• _Übungstext_
- - - - -

Erkrankungen
Varizellen (Windpocken) und Herpes zoster (Gürtelrose). Die Viren werden durch Tröpfchen- oder Schmierinfektion von Mensch zu Mensch übertragen. VZV gelten als besonders kontagiös („Windpocken“), deshalb ist die natürliche Durchseuchung sehr hoch (bei 20-Jährigen 80–90 %). In Deutschland infizieren sich jedes Jahr 700.000 Menschen.
Bei der Erstinfektion mit VZV kommt es zu einer Replikation der Viren in den regionalen Lymphknoten, und nach 4–6 Tagen zu einer ersten Virämie. Eine zweite virämische Phase leitet das Prodromalstadium ein, mit unspezifischen Symptomen wie
Kopfschmerzen,
Fieber und Abgeschlagenheit. Durch Befall der Haut und Schleimhäute kommt es anschließend zu einem schubweise auftretenden Exanthem (makulös, papulös, vesikulös, verkrustet; typisch ist das Vorliegen aller Stadien nebeneinander, im Gegensatz zu den Pocken mit gleichförmigen Effloreszenzen). Vielfältige Komplikationen:
Die Komplikationsrate ist besonders hoch bei Kindern ≤1 Jahr, sie sinkt im Kleinkindalter ab und steigt mit dem vierten Lebensjahr wieder an. Für abwehrgeschwächte Patienten können Varizellen lebensbedrohlich sein. Die Therapie erfolgt bei leichten Verläufen symptomatisch, bei Bedarf auch mit Virostatika.

- - - - -

• _Aufgabe_
Beantworten Sie anhand des Textes über Varizellen diese drei Fragen:
(a) Wie viele Menschen infizieren sich in Deutschland jedes Jahr?
(b) Nach wie vielen Tagen kommt es bei der Erstinfektion mit VZV zu einer ersten Virämie?
(c) Bei welchen Kindern ist die Komplikationsrate besonders hoch?
Die Datensätze stammen aus einer anderen Quelle als der Übungstext.

- - - - -

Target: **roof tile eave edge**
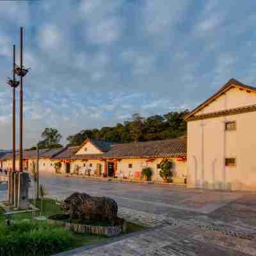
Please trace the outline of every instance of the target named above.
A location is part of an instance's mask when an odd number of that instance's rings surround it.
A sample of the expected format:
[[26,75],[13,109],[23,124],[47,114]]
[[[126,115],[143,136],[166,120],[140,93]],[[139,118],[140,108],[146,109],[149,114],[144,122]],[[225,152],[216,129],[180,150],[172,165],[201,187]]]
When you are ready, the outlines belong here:
[[253,90],[256,92],[255,87],[244,84],[243,83],[239,81],[238,80],[234,78],[232,78],[230,80],[228,80],[228,81],[225,84],[221,86],[221,88],[218,92],[214,93],[212,96],[209,97],[205,101],[199,104],[196,108],[192,109],[188,115],[186,115],[184,118],[184,120],[189,121],[189,118],[191,116],[193,116],[193,115],[195,115],[196,112],[200,111],[200,109],[202,109],[202,108],[203,108],[204,106],[205,105],[205,104],[209,104],[212,100],[212,99],[218,97],[219,95],[221,95],[223,92],[226,92],[227,90],[228,90],[231,86],[234,85],[243,87],[245,89]]
[[206,114],[202,114],[198,116],[192,116],[188,118],[186,121],[195,121],[202,119],[213,118],[220,116],[227,116],[237,114],[243,114],[244,113],[250,113],[256,111],[256,104],[244,106],[229,109],[221,110],[217,112],[211,112]]

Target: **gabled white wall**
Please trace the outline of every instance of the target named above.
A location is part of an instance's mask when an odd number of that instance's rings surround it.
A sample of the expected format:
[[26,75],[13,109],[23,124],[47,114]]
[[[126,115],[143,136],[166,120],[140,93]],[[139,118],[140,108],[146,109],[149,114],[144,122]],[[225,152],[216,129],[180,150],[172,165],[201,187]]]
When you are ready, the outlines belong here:
[[[85,151],[84,148],[86,148],[87,150]],[[96,147],[92,144],[90,141],[88,141],[85,145],[83,146],[81,148],[76,154],[76,155],[84,155],[91,154],[102,154]]]
[[256,93],[246,92],[246,90],[241,90],[238,87],[230,88],[225,94],[220,96],[216,100],[195,115],[206,114],[208,113],[220,111],[236,108],[243,107],[256,104]]

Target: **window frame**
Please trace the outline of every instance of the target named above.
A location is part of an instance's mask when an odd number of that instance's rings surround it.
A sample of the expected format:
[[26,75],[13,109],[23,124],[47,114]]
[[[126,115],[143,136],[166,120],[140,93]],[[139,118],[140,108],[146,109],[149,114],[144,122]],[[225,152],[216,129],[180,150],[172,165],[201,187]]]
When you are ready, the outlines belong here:
[[[232,129],[227,129],[227,125],[230,124],[234,124],[234,127]],[[227,121],[225,122],[225,132],[229,132],[232,131],[236,131],[236,121]]]
[[[227,163],[227,159],[234,159],[234,164]],[[225,157],[225,166],[236,166],[236,157]]]

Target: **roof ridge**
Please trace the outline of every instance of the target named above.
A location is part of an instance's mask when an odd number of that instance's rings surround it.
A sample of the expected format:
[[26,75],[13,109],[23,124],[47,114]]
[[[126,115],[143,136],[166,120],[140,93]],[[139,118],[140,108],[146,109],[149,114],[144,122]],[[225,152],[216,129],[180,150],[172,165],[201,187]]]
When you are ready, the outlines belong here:
[[243,87],[244,88],[248,90],[252,90],[256,91],[256,87],[251,86],[250,85],[247,85],[243,84],[239,81],[236,79],[235,78],[231,78],[223,86],[222,86],[220,89],[219,89],[215,93],[212,95],[212,96],[208,97],[205,100],[204,100],[202,103],[199,104],[196,108],[194,108],[191,110],[188,115],[184,116],[184,120],[186,120],[188,118],[189,118],[191,115],[197,113],[200,109],[204,108],[205,105],[210,104],[216,97],[218,97],[221,93],[224,92],[225,90],[228,88],[232,84],[237,85],[239,86]]

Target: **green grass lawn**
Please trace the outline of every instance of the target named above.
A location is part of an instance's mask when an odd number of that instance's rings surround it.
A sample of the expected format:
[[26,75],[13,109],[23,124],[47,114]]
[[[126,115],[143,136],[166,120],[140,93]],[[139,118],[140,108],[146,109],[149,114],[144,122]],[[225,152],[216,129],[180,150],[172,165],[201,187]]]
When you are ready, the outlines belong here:
[[[36,200],[36,207],[40,209],[41,207],[41,201],[40,200]],[[1,214],[1,212],[0,208],[0,226],[5,225],[5,220],[6,220],[6,216],[4,215]],[[55,215],[55,214],[64,214],[64,213],[65,212],[61,211],[60,205],[56,205],[55,204],[55,200],[50,198],[45,198],[43,200],[42,215],[45,216],[49,216],[50,215]],[[40,214],[40,213],[38,212],[38,214]],[[12,220],[15,220],[17,222],[21,221],[24,219],[30,220],[32,220],[33,218],[33,216],[32,216],[31,212],[15,214],[12,215]],[[40,223],[40,221],[37,221],[39,223]],[[135,223],[127,222],[127,229],[128,230],[127,233],[130,233],[134,231],[142,230],[143,229],[145,229],[145,227]],[[104,241],[111,241],[111,239],[113,239],[113,237],[107,237],[104,236],[99,236],[95,235],[83,236],[79,234],[72,232],[72,248],[70,249],[86,245],[91,245],[97,243],[102,243]]]
[[0,214],[2,214],[4,212],[4,209],[0,206]]

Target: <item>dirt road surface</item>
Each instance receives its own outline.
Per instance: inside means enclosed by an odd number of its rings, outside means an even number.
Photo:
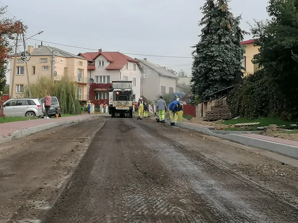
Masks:
[[[39,222],[108,119],[95,118],[1,144],[0,222]]]
[[[149,120],[111,119],[94,138],[44,222],[298,219],[297,169],[278,160],[296,160]]]

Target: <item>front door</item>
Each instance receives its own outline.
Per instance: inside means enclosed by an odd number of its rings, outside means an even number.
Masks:
[[[16,103],[17,100],[11,100],[4,104],[3,112],[5,116],[11,117],[17,116]]]

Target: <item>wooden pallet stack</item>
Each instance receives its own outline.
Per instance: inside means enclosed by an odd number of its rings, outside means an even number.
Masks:
[[[211,108],[211,110],[206,112],[205,119],[206,121],[215,121],[222,119],[230,119],[231,112],[227,104],[226,100],[219,99],[215,100],[214,105]]]

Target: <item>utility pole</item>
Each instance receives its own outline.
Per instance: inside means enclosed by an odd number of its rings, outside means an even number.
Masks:
[[[25,65],[26,67],[26,73],[27,75],[27,82],[28,84],[28,90],[29,90],[29,97],[32,98],[31,93],[31,87],[30,86],[30,81],[29,79],[29,72],[28,71],[28,63],[27,63],[27,57],[26,56],[26,44],[25,43],[25,34],[23,34],[23,43],[24,45],[24,54],[25,56]]]
[[[52,51],[52,58],[51,61],[52,63],[51,68],[51,78],[54,81],[54,74],[55,72],[55,54],[54,53],[55,50]]]
[[[15,49],[15,56],[13,58],[13,68],[12,68],[12,79],[11,80],[11,86],[10,97],[13,95],[13,87],[15,85],[15,75],[16,75],[16,51],[18,50],[18,40],[19,38],[19,33],[16,34],[16,48]]]

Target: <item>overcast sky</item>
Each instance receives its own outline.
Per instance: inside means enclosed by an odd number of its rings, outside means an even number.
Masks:
[[[41,30],[35,38],[67,45],[123,53],[190,57],[190,46],[197,43],[201,27],[200,8],[204,0],[1,0],[9,12],[28,26],[28,36]],[[241,28],[247,23],[268,18],[266,0],[231,0],[235,15],[242,14]],[[248,36],[245,39],[250,38]],[[40,42],[28,41],[28,45]],[[92,50],[44,42],[77,54]],[[132,55],[182,69],[189,75],[192,59]],[[187,65],[185,65],[187,64]],[[180,66],[179,66],[180,65]],[[172,67],[173,66],[173,67]],[[9,81],[9,77],[7,77]]]

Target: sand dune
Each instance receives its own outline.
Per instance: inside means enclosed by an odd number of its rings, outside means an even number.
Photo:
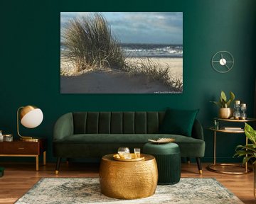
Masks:
[[[60,76],[61,94],[162,94],[171,93],[160,81],[118,70],[95,71],[79,76]]]
[[[140,59],[140,60],[139,60]],[[143,58],[127,58],[134,63]],[[170,67],[169,76],[182,81],[182,58],[150,58],[159,63],[159,69]],[[131,75],[118,69],[98,69],[78,72],[68,62],[60,62],[61,94],[166,94],[175,93],[161,81],[154,81],[142,74]],[[65,75],[65,76],[64,76]]]

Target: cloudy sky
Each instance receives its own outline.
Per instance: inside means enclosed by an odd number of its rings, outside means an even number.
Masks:
[[[60,28],[90,12],[61,12]],[[123,43],[183,44],[182,12],[101,12]]]

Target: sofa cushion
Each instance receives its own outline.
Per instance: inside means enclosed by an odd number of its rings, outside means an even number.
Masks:
[[[192,128],[199,110],[179,110],[169,108],[159,132],[191,136]]]
[[[177,135],[80,134],[70,135],[68,137],[53,142],[53,146],[55,147],[58,147],[62,149],[61,154],[59,152],[58,155],[62,155],[65,152],[65,154],[68,154],[70,157],[78,157],[79,155],[81,157],[89,157],[90,155],[96,157],[97,155],[96,152],[101,152],[103,154],[102,156],[103,156],[106,154],[115,153],[113,152],[113,149],[117,151],[118,147],[122,146],[128,147],[130,148],[130,151],[133,152],[134,147],[142,148],[143,145],[148,142],[149,139],[157,140],[161,137],[175,139],[175,143],[178,144],[181,149],[181,157],[203,157],[204,156],[205,142],[203,140]],[[96,147],[97,147],[96,148]],[[104,149],[107,151],[105,152]],[[73,150],[71,151],[71,149]],[[75,153],[78,149],[81,149],[80,152],[80,152],[79,154]],[[110,149],[112,150],[110,151]],[[92,154],[92,152],[95,154]],[[65,154],[63,155],[65,155]],[[87,155],[85,155],[87,154]]]

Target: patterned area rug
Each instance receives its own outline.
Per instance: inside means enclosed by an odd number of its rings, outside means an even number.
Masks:
[[[215,178],[181,178],[175,185],[157,186],[155,195],[142,199],[119,200],[100,193],[97,178],[45,178],[16,204],[63,203],[243,203]]]

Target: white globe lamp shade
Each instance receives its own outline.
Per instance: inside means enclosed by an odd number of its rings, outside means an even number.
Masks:
[[[35,106],[27,106],[21,110],[21,123],[28,128],[38,126],[42,123],[43,119],[42,110]]]

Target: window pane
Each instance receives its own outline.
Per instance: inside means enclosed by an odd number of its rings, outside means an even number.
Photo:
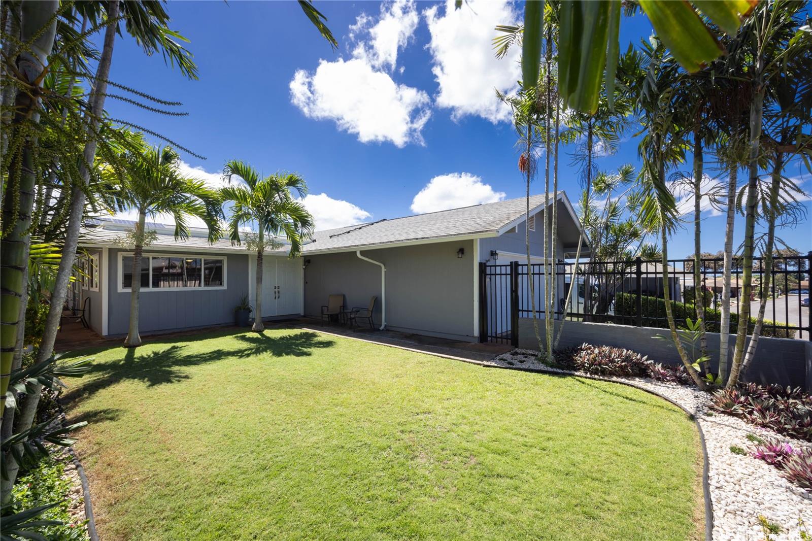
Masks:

- - - - -

• _Erwartete Antwort_
(a) In Deutschland infizieren sich jedes Jahr 700.000 Menschen.
(b) Die erste Virämie tritt nach 4–6 Tagen auf.
(c) Die Komplikationsrate ist bei Kindern ≤1 Jahr besonders hoch.